▸ Tasks:
• A. Summarize the article on NDSU nursing students in two sentences.
• B. Reproduce the portion of the article on NDSU nursing students starting with "Luiz Chavez, who" and going on through "after he graduates.".

▸ Text shown:
NDSU Nursing students continue to help vaccinate community
FARGO – For the next five weeks, more than 55 NDSU upper level students from the NDSU School of Nursing are administering the Covid-19 vaccine at community vaccination centers managed by local health providers.
“This unique opportunity is helping the community’s greatest need by vaccinating the public and healthcare workers,” said Shannon Harriger, assistant professor of nursing practice who supervises students who have received training in vaccine administration.
Luiz Chavez, who is in the Class of 2022, said he wanted to participate in the vaccination clinics to help stop the spread of COVID-19.
“It gives me the opportunity to educate patients and gain experience administering vaccines,” said Chavez who is from Fargo. He hopes to work in an intensive care unit after he graduates.
Nursing student Annie Gatzke from Miller, South Dakota appreciates the opportunity to help the community.
“This time in all of our lives will be something we will never forget, and I will take pride in being a part of this event in our community,” said Gatzke. “Giving the COVID-19 vaccines solidifies my education.”
Gatzke also notes the importance of vaccination. “To me, the vaccination represents hope. A hope that we will return to what we used to call normal. I feel it is also so important to get vaccinated for all of those people with weakened immune systems. Get vaccinated for you and your community!”
She said her favorite aspect of taking part in the vaccination clinics centers on community members.
“When I asked a patient how he was doing, he replied, ‘I am great; it is you people who we are worried about.’ Although this patient may have been considered in the ‘at risk’ population and more isolated than normal, he was still worried about the healthcare workers in his community. The Fargo community is so caring, and I loved giving back to this community who supports NDSU and my education so much!"
After she graduates in 2022, Gatzke hopes to work as a nurse in an emergency department or intensive care unit in Fargo.
The NDSU School of Nursing in the College of Health Professions provides bachelor’s and graduate nursing education. Programs are available for part- and full-time students, working professionals and those seeking online educational opportunities.
As a student-focused, land grant, research university, we serve our citizens.

▸ Input data:
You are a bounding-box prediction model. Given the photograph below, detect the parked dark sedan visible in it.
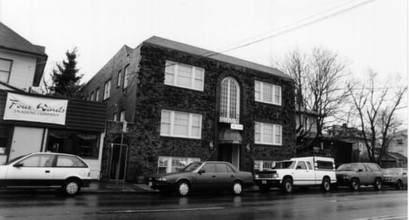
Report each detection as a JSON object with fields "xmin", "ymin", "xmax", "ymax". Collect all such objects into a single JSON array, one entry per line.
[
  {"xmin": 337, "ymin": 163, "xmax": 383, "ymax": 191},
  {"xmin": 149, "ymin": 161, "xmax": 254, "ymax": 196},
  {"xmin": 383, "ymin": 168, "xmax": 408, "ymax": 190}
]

...

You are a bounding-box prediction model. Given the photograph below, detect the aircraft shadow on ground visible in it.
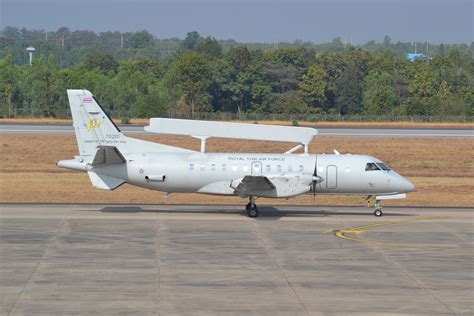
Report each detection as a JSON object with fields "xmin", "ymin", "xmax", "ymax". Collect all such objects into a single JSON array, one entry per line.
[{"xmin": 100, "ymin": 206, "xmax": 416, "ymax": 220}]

▸ Solutions to each task:
• A. More than 55 upper-level students from the NDSU School of Nursing are administering the COVID-19 vaccine at community vaccination centers managed by local health providers for five weeks, supervised by assistant professor of nursing practice Shannon Harriger. Students Luiz Chavez and Annie Gatzke describe the work as a way to help the community and gain vaccination experience, and each names an intensive care unit as a place they hope to work after graduating.

• B.
Luiz Chavez, who is in the Class of 2022, said he wanted to participate in the vaccination clinics to help stop the spread of COVID-19.
“It gives me the opportunity to educate patients and gain experience administering vaccines,” said Chavez who is from Fargo. He hopes to work in an intensive care unit after he graduates.